## What you will do
Revise the rows below by changing each "opponent-positioning board" to "landmark survey map" and leaving every other word as it stands.

## Task input
##############################

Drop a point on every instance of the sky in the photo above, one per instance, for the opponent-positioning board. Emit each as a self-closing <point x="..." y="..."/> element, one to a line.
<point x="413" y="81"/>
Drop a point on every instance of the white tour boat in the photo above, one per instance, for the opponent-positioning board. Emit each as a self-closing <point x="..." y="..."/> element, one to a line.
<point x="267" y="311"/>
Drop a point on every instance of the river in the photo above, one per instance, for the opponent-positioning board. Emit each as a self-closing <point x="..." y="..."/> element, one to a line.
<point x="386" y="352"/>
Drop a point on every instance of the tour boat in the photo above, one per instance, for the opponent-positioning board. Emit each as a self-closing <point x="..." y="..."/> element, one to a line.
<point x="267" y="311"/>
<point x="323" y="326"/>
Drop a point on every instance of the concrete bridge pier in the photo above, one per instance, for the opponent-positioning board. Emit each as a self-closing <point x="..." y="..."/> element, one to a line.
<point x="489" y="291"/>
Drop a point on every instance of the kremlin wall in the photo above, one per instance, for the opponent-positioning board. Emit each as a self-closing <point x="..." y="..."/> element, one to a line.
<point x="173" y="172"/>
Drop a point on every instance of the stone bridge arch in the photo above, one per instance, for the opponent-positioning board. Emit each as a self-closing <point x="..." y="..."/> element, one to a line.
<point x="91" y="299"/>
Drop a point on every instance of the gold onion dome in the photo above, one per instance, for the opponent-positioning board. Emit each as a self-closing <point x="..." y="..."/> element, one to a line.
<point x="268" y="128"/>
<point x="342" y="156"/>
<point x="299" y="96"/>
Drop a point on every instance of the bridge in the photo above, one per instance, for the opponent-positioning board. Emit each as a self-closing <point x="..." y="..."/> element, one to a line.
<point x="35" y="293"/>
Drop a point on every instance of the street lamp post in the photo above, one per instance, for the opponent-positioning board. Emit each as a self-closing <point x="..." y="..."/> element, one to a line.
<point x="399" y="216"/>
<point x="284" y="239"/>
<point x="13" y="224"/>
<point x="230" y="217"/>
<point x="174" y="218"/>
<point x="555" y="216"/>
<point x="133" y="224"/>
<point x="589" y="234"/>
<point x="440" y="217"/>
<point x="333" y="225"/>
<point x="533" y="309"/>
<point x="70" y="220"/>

##############################

## Reply
Drop a point on every instance of the sky in the photo above, one per instance, for the landmark survey map. Emit each as a self-closing <point x="..." y="..."/> element, one to a line.
<point x="413" y="81"/>
Drop a point on every instance of the white tour boat in the photo above, one per instance, for the landmark survey map. Emit each as a self-closing <point x="..." y="..."/> element, one to a line.
<point x="267" y="311"/>
Drop a point on every instance of the river in the photo above, one per instance, for the landmark survey map. Emit each as a self-closing <point x="..." y="..."/> element, one to a line.
<point x="386" y="352"/>
Drop a point on every instance of the tour boat in the photo above, one per instance, for the landmark survey map. Emit each as a self-closing <point x="..." y="..."/> element, one to a line.
<point x="267" y="311"/>
<point x="323" y="326"/>
Drop a point on every instance of the concrete bridge pier in the photo above, one per instance, for the landmark survey map. Emit each as a self-closing <point x="..." y="..."/> element, one to a line.
<point x="489" y="291"/>
Drop a point on every instance of the kremlin wall in the photo above, one per instance, for the landmark survey map. Emit each as a self-closing <point x="..." y="..."/> element, one to a line.
<point x="173" y="172"/>
Drop a point on every instance of the stone bridge arch in the photo above, one per instance, for the landmark survey map. Emit each as a self-closing <point x="..." y="..."/> element, one to a line.
<point x="91" y="299"/>
Drop a point on every instance of the gold onion dome in the photo above, one per instance, for the landmark survey map. Emit each as a self-closing <point x="..." y="..."/> element, one to a line.
<point x="268" y="128"/>
<point x="342" y="156"/>
<point x="299" y="96"/>
Drop a point on every instance of the bridge in the photo above, one per instance, for the landmark survey map. Emit each as a self-closing <point x="..." y="..."/> element, one to a line.
<point x="35" y="293"/>
Drop a point on every instance of the street lamp post in the photo above, one per instance, for the landmark survey map. Emit each as a self-closing <point x="..." y="..."/> element, one to a line.
<point x="399" y="216"/>
<point x="284" y="239"/>
<point x="13" y="224"/>
<point x="230" y="217"/>
<point x="174" y="218"/>
<point x="555" y="216"/>
<point x="133" y="224"/>
<point x="589" y="234"/>
<point x="440" y="217"/>
<point x="333" y="225"/>
<point x="533" y="309"/>
<point x="70" y="220"/>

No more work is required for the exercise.